At times, the cover letters I read are a summary of the résumé or CV, and the applicant’s story is told in chronological order. But a cover letter is a narrative description of why you are a strong fit for that position and organization. You should use the space to present your most compelling skills through concrete examples.

A timeline can make sense in a cover letter in two ways. One is when you are talking through a process: “We had to discover X before we could do Y, which then led us to Z.” The other is when you want to illustrate your trajectory or a pattern in your past experiences to the reader: “From my time in the Peace Corps and my subsequent field research experience as part of my environment Ph.D. program, I am drawn to opportunities to conceive and manage complex projects.” Note that I did not simply state the experiences, but rather I used those details to pointedly connect with the job.

Teaching Statements

A teaching statement is not about your development as a teacher. Most employers and institutions are looking for someone who can do the job today, not someone who is going to grow into a position. Walking the reader through your early years of grading exams does little to communicate your skills and abilities as a teaching professional.

Instead, you should begin your statement with a teaching philosophy. What is your approach to working with students? What are some example courses or lessons that best demonstrate your philosophy? And go for depth when talking about your examples. How many students were in the class? Was it in person, online or hybrid? What was the student reaction? What evidence -- evaluation scores, quotes from students -- can you present to support your point? These gory details of your best examples will draw the reader in and keep them reading.

Research Statements

A research statement is the one document that can be the exception when it comes to this general advice. Often your research developed from one project to another, which then led you to your plans for the next few years. Don’t miss the opportunity, however, to write an introductory paragraph. Instead of launching immediately into the background of your research, consider how to set the stage for the reader to get through two to three pages of highly technical, information-dense text. You may want to back up a step and talk about the big picture of your work and the field. Use the last couple sentences of an intro paragraph to give a preview of the work you have accomplished and where it is going. That framework guides how the reader will interpret your words and gives them an idea of where to expect the story to go.

▶ **EXTRACTED RECORDS**

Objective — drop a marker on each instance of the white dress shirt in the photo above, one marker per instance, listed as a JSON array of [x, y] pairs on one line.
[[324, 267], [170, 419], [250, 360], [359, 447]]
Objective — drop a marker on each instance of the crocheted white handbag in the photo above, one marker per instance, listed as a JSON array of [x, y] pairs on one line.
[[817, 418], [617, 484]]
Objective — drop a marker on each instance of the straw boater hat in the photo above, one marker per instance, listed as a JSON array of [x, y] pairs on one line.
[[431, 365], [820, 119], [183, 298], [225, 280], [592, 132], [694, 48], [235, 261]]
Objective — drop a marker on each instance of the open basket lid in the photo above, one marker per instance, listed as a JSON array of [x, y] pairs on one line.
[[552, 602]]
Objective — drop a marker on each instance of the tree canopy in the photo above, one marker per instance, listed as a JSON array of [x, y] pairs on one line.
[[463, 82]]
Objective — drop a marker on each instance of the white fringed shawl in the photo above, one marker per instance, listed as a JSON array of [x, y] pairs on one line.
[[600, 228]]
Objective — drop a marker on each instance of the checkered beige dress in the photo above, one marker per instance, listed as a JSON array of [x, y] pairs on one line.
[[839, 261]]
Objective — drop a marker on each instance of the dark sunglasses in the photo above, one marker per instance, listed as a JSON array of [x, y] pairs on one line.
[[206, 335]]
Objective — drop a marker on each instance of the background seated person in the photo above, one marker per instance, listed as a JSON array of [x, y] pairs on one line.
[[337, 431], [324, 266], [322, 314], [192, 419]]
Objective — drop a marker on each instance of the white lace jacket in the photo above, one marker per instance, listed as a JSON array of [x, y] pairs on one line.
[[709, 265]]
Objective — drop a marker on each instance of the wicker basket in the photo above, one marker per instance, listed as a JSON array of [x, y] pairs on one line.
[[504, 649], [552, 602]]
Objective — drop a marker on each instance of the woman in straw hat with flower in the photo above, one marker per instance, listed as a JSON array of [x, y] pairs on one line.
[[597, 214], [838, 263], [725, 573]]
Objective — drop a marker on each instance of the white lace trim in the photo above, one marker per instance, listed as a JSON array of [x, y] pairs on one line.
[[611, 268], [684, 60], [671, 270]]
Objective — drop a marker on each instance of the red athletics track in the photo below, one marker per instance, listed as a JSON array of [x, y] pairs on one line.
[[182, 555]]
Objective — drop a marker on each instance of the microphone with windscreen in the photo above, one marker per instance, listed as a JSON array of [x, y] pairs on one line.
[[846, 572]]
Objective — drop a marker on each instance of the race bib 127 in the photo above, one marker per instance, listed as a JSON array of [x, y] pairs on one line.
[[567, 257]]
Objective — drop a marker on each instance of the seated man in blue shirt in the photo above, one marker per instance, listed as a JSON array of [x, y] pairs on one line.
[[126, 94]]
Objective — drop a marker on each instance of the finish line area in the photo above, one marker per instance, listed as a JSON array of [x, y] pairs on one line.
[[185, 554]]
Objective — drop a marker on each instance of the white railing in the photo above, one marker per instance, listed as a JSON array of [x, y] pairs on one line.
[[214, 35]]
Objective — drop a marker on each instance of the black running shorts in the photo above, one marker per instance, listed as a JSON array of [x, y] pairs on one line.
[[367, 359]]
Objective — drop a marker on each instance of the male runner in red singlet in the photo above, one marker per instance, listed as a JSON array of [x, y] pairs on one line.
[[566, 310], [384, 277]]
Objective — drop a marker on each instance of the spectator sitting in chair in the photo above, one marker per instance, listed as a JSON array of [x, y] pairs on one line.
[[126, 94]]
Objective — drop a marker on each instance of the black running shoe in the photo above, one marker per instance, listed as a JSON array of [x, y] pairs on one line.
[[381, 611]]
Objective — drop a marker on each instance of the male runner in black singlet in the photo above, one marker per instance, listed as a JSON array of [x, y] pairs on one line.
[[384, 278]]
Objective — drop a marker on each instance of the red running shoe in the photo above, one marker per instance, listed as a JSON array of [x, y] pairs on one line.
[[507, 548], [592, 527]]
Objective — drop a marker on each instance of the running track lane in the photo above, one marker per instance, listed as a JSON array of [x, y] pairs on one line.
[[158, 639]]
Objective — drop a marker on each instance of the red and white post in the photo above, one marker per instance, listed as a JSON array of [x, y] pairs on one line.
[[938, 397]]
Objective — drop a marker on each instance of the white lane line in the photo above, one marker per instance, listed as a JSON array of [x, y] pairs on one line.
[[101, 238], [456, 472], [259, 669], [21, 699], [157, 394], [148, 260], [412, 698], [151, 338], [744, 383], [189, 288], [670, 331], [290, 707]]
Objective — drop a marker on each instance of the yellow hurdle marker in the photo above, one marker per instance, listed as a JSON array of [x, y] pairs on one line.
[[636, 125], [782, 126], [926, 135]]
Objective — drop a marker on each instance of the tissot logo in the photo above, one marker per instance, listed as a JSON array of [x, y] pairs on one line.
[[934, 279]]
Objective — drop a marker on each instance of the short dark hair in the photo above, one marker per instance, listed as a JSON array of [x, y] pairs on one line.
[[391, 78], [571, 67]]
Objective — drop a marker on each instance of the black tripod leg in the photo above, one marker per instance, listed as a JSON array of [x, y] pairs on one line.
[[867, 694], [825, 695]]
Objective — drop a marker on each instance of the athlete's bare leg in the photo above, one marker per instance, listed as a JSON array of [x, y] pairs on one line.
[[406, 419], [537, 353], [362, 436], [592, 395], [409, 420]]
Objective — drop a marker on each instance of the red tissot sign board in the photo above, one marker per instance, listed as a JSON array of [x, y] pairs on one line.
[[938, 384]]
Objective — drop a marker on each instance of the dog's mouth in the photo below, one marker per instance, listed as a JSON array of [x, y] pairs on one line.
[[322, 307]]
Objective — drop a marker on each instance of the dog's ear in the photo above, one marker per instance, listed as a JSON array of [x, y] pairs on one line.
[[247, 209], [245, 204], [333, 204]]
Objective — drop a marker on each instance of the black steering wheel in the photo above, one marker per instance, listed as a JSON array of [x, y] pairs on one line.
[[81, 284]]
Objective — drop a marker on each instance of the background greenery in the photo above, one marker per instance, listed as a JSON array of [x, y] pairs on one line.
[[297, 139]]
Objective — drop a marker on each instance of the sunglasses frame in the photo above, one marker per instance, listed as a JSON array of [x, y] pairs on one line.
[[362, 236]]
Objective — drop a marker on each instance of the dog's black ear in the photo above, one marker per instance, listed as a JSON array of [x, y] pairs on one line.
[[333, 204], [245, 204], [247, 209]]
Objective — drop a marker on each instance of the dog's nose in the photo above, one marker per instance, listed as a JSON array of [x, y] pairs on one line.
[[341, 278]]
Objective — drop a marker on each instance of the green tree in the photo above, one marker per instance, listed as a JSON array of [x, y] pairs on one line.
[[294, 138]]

▶ **ACTIVITY 1**
In the advice on application documents, list every question posed in the paragraph beginning "Instead, you should begin your statement with a teaching philosophy."
▶ **ACTIVITY 2**
State whether each statement agrees with the advice on application documents, and support each verdict with the deciding words of that text, quoted exactly.
(a) A cover letter should tell the applicant's story in chronological order.
(b) Most employers and institutions seek someone who can do the job today.
(c) A research statement may run two to three pages.
▶ **ACTIVITY 3**
Pick up the advice on application documents after its final sentence and continue it.
The records have no connection to the advice on application documents.

▶ **EXERCISE RESPONSE 1**
1. What is your approach to working with students?
2. What are some example courses or lessons that best demonstrate your philosophy?
3. How many students were in the class?
4. Was it in person, online or hybrid?
5. What was the student reaction?
6. What evidence -- evaluation scores, quotes from students -- can you present to support your point?

▶ **EXERCISE RESPONSE 2**
(a) No: "But a cover letter is a narrative description of why you are a strong fit for that position and organization."
(b) Yes: "Most employers and institutions are looking for someone who can do the job today, not someone who is going to grow into a position."
(c) Yes: "consider how to set the stage for the reader to get through two to three pages of highly technical, information-dense text."

▶ **EXERCISE RESPONSE 3**
Academic publications and talks appear fairly similar across disciplines. You build your argument through a review of the literature and a logical progression of your contributions to lead to a big aha! moment. I’m encouraging you to spoil that surprise in a document like a research statement, because there’s no guarantee the reader will be patient enough to wait for the big reveal.

Interviews

Although most of this article concerns application documents, a chronology can also appear in your responses to interview questions. The most common is when answering the question “Tell me about yourself.” The same rules apply for this as for the cover letter. You can use your chronology to make a strong case about your suitability for a job. Otherwise, give an overview about what excites you about the position and what your strongest relevant skills and credentials are.

In conclusion, time is just one way to look at your experience and organize your thoughts. Consider how you want to present your accomplishments and fit for a particular position. And lead with a preview of the rest of your document so that the reader knows what to expect.

Bio

David A. McDonald is associate director of graduate services at Duke University Career Center and a member of the Graduate Career Consortium -- an organization providing a national voice for graduate-level career and professional development leaders.